(Dataset entries)
--*--
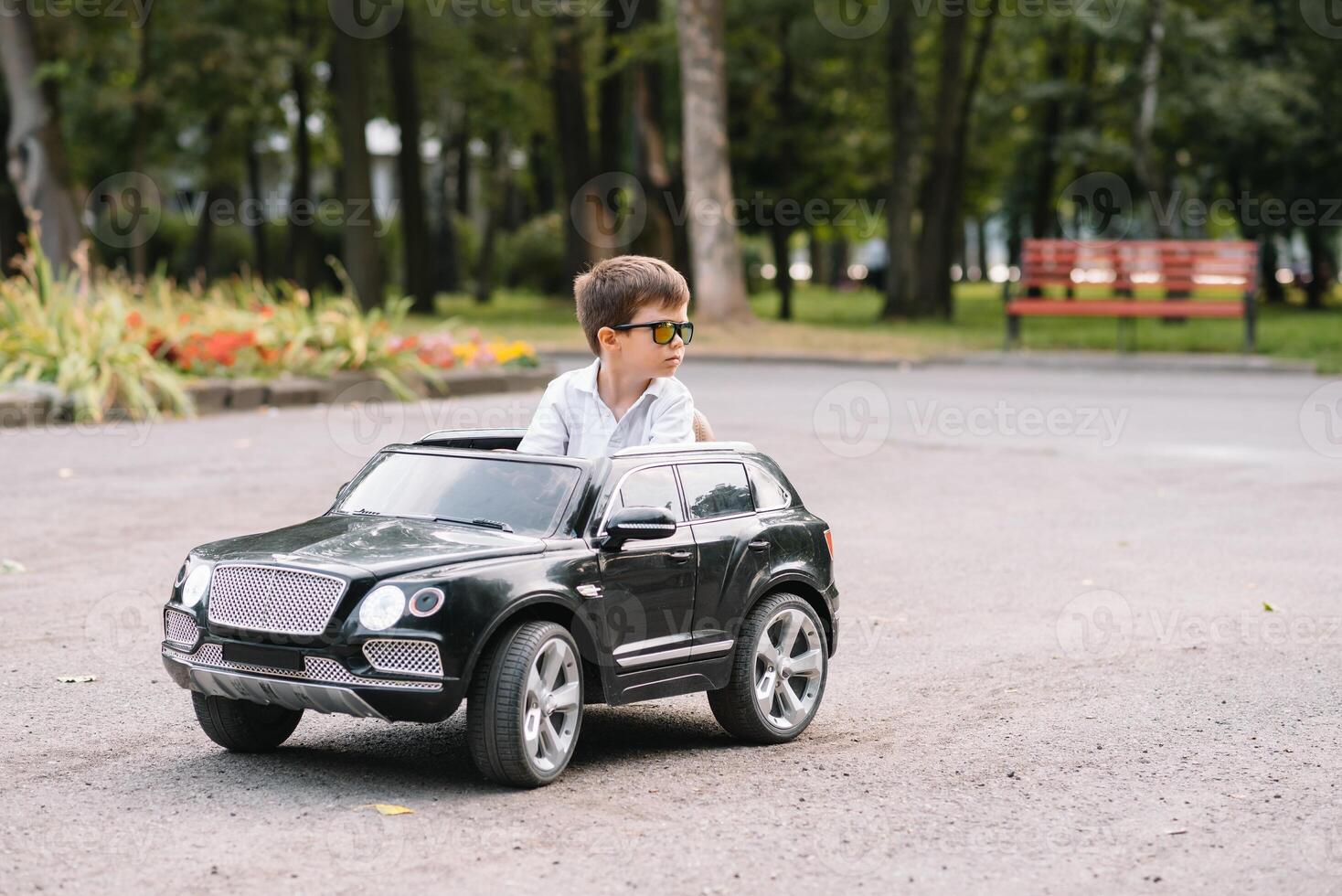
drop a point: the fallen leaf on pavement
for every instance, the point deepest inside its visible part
(389, 809)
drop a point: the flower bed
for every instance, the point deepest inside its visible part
(108, 344)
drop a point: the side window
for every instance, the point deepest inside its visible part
(654, 487)
(716, 490)
(769, 493)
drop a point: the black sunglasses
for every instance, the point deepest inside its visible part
(663, 332)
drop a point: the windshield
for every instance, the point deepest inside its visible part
(493, 493)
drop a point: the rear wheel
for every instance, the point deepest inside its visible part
(525, 706)
(777, 672)
(241, 726)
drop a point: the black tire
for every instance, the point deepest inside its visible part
(496, 706)
(734, 706)
(244, 727)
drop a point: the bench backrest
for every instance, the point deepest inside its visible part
(1187, 266)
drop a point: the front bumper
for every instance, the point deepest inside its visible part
(325, 684)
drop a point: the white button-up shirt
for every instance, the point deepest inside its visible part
(575, 421)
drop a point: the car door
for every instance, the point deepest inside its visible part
(733, 556)
(647, 586)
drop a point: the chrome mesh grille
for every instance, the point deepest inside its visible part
(267, 599)
(315, 668)
(409, 657)
(180, 628)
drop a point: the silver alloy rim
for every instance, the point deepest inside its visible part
(550, 712)
(788, 668)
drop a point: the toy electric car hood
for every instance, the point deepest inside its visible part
(380, 545)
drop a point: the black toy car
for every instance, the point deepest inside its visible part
(527, 585)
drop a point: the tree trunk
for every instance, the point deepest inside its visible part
(37, 158)
(416, 261)
(665, 234)
(447, 263)
(945, 187)
(12, 223)
(360, 226)
(981, 244)
(462, 145)
(257, 218)
(568, 91)
(837, 261)
(140, 128)
(937, 193)
(303, 240)
(902, 109)
(1322, 269)
(1043, 213)
(539, 158)
(779, 235)
(496, 188)
(611, 111)
(1144, 152)
(719, 281)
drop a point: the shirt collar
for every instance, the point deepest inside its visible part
(587, 382)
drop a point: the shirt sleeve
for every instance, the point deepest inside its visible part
(674, 421)
(548, 433)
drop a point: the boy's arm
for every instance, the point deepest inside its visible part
(548, 433)
(674, 422)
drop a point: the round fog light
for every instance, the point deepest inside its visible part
(197, 586)
(383, 608)
(427, 601)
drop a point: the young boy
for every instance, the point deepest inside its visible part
(634, 313)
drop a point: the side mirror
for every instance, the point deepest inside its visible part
(638, 523)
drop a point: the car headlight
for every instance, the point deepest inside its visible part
(197, 585)
(383, 608)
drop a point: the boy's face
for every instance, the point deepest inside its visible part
(635, 350)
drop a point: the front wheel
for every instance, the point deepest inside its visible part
(525, 707)
(777, 672)
(244, 727)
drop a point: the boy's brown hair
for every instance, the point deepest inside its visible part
(613, 290)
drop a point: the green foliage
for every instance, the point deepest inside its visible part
(533, 256)
(73, 335)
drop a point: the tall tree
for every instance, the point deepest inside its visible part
(575, 144)
(905, 123)
(943, 192)
(1144, 149)
(418, 267)
(303, 239)
(360, 227)
(37, 161)
(719, 284)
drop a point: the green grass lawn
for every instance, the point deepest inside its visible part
(842, 322)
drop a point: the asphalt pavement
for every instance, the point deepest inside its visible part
(1090, 643)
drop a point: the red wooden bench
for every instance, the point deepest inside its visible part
(1134, 279)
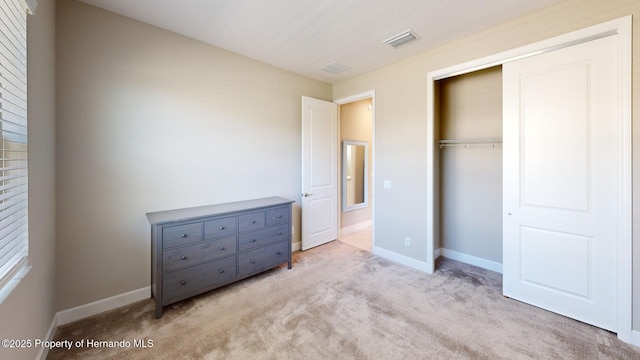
--*--
■ **YOUR TASK**:
Check every line of the entries for "front" and report how many lines contain it, without any other words.

■ **SOLUTION TO THE EXERCISE**:
2